◆ WHAT THE TASK ASKS: Reproduce the records from the line containing "[locate] the small" up to and including the line containing "x=392, y=309", replacing "shrub" with "bush" and leaving everything else unchanged.

Point labeling records:
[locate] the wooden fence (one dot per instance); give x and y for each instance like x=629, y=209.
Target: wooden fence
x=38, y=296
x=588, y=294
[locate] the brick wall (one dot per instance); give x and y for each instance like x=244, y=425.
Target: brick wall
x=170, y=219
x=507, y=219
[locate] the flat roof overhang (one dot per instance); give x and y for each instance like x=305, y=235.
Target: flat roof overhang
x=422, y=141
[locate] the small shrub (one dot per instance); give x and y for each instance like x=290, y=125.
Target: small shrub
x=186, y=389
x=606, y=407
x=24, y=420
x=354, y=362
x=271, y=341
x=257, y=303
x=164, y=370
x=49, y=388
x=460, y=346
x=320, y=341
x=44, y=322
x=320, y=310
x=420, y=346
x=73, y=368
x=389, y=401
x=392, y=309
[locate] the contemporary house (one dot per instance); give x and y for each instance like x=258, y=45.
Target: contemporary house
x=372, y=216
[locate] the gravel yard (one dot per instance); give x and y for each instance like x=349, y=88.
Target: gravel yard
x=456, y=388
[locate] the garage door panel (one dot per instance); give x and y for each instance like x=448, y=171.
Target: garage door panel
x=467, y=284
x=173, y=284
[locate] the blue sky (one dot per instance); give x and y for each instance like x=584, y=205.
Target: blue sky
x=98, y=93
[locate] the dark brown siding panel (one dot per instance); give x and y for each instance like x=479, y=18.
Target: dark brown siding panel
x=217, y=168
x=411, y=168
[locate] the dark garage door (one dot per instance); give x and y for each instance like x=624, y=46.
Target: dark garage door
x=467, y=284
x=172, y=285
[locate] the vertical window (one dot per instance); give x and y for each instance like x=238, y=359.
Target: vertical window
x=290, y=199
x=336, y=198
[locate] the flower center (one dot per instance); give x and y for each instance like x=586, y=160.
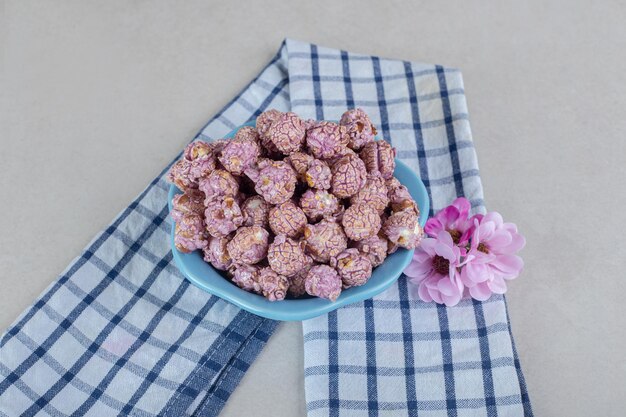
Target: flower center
x=456, y=236
x=441, y=265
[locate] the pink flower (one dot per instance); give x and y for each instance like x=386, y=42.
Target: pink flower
x=454, y=220
x=434, y=270
x=491, y=258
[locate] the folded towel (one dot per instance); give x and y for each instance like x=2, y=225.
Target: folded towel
x=121, y=332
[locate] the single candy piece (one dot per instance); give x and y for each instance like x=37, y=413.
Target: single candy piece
x=287, y=219
x=300, y=163
x=353, y=268
x=324, y=240
x=285, y=256
x=263, y=123
x=318, y=175
x=189, y=233
x=287, y=133
x=239, y=155
x=379, y=156
x=189, y=202
x=349, y=176
x=399, y=196
x=222, y=216
x=272, y=285
x=374, y=248
x=324, y=282
x=249, y=245
x=326, y=139
x=246, y=277
x=296, y=281
x=276, y=181
x=179, y=175
x=248, y=133
x=359, y=126
x=217, y=254
x=255, y=211
x=361, y=221
x=318, y=203
x=403, y=228
x=373, y=193
x=219, y=183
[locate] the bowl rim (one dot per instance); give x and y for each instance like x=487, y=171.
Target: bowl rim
x=299, y=309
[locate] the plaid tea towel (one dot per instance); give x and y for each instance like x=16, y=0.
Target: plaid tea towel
x=121, y=332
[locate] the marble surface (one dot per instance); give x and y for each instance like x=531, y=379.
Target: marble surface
x=98, y=96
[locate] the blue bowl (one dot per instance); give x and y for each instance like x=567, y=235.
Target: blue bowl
x=204, y=276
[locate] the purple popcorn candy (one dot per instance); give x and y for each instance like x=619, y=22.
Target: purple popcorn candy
x=189, y=202
x=239, y=155
x=248, y=134
x=189, y=233
x=326, y=139
x=180, y=175
x=324, y=240
x=349, y=176
x=222, y=216
x=276, y=181
x=317, y=204
x=359, y=126
x=255, y=211
x=287, y=219
x=353, y=268
x=287, y=133
x=373, y=193
x=219, y=183
x=272, y=285
x=246, y=277
x=297, y=280
x=318, y=175
x=361, y=221
x=379, y=156
x=400, y=197
x=300, y=163
x=249, y=245
x=403, y=229
x=324, y=282
x=216, y=253
x=374, y=248
x=285, y=256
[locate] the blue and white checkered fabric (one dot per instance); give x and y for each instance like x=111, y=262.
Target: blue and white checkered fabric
x=122, y=333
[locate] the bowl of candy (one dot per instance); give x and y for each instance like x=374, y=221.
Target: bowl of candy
x=290, y=218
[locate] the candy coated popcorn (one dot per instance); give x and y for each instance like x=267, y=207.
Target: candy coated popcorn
x=360, y=221
x=217, y=254
x=359, y=126
x=349, y=176
x=373, y=193
x=318, y=203
x=189, y=233
x=353, y=268
x=287, y=219
x=324, y=282
x=249, y=245
x=219, y=183
x=326, y=139
x=272, y=285
x=379, y=156
x=276, y=181
x=255, y=211
x=324, y=240
x=287, y=133
x=285, y=256
x=222, y=216
x=402, y=228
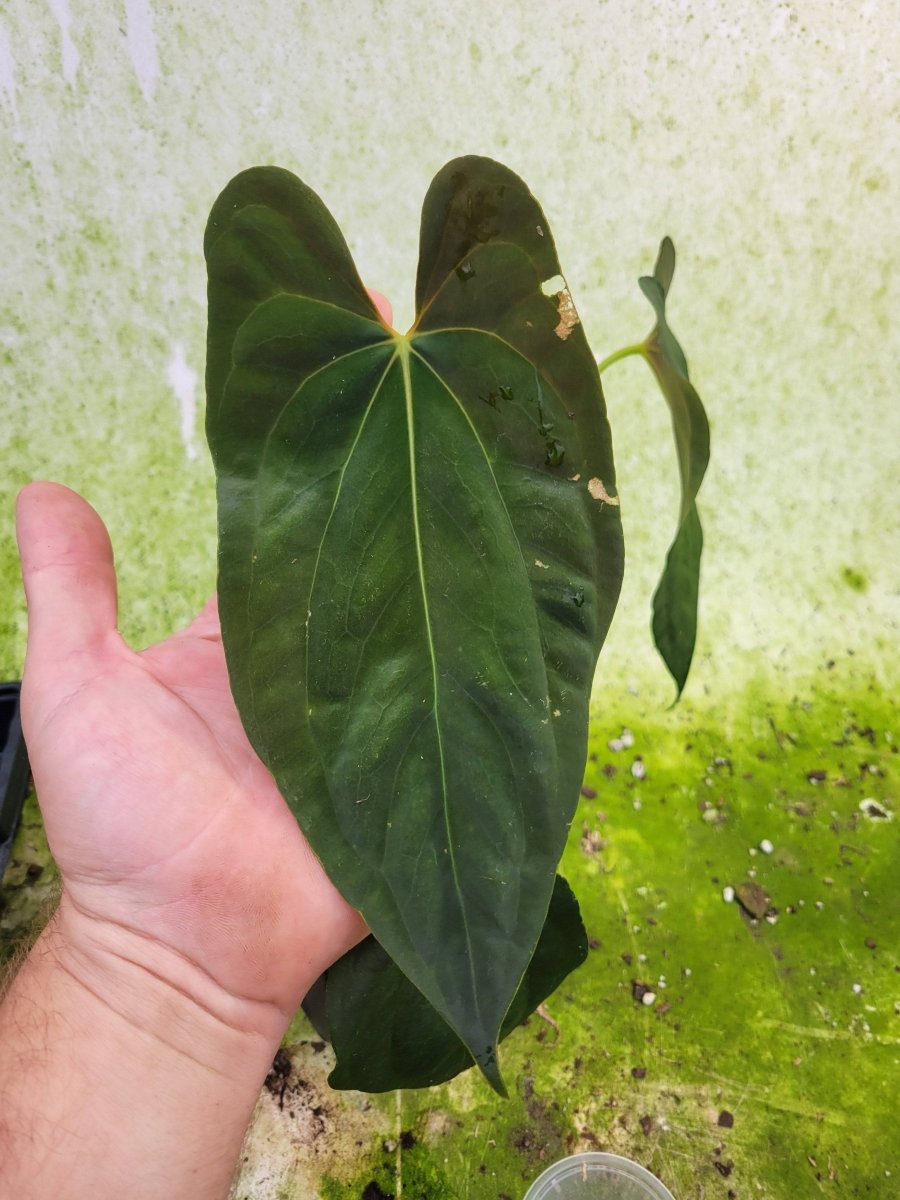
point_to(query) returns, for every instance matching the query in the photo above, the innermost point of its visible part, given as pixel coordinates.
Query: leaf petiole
(627, 352)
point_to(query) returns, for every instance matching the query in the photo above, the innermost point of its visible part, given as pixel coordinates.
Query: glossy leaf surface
(675, 604)
(385, 1033)
(420, 553)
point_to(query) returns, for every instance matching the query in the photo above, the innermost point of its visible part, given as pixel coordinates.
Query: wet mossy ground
(739, 1048)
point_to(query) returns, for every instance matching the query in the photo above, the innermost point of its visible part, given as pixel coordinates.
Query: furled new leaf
(385, 1033)
(675, 604)
(420, 552)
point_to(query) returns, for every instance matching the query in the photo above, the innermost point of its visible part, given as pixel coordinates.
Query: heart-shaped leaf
(385, 1033)
(420, 552)
(675, 604)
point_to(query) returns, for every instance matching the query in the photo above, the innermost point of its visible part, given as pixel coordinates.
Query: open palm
(161, 817)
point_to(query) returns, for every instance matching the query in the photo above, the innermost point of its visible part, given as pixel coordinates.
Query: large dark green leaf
(675, 604)
(385, 1033)
(420, 552)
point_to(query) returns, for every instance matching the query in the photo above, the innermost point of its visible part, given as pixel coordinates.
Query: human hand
(168, 832)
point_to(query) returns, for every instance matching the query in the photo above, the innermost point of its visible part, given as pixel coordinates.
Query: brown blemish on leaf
(558, 289)
(595, 486)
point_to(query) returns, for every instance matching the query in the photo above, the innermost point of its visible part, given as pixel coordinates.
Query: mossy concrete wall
(763, 139)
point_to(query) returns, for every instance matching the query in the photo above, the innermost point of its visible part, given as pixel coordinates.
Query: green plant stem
(624, 353)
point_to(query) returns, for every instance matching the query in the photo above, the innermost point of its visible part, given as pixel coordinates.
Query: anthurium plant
(420, 553)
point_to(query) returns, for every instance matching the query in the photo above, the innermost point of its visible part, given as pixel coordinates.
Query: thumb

◆ RESULT BELOW:
[locate] the small bush (one dot per instance); give x and y for each instance like x=290, y=125.
Target: small bush
x=186, y=389
x=606, y=407
x=24, y=420
x=354, y=362
x=271, y=341
x=257, y=303
x=164, y=370
x=49, y=388
x=460, y=346
x=320, y=341
x=44, y=322
x=320, y=310
x=420, y=346
x=73, y=368
x=389, y=401
x=392, y=309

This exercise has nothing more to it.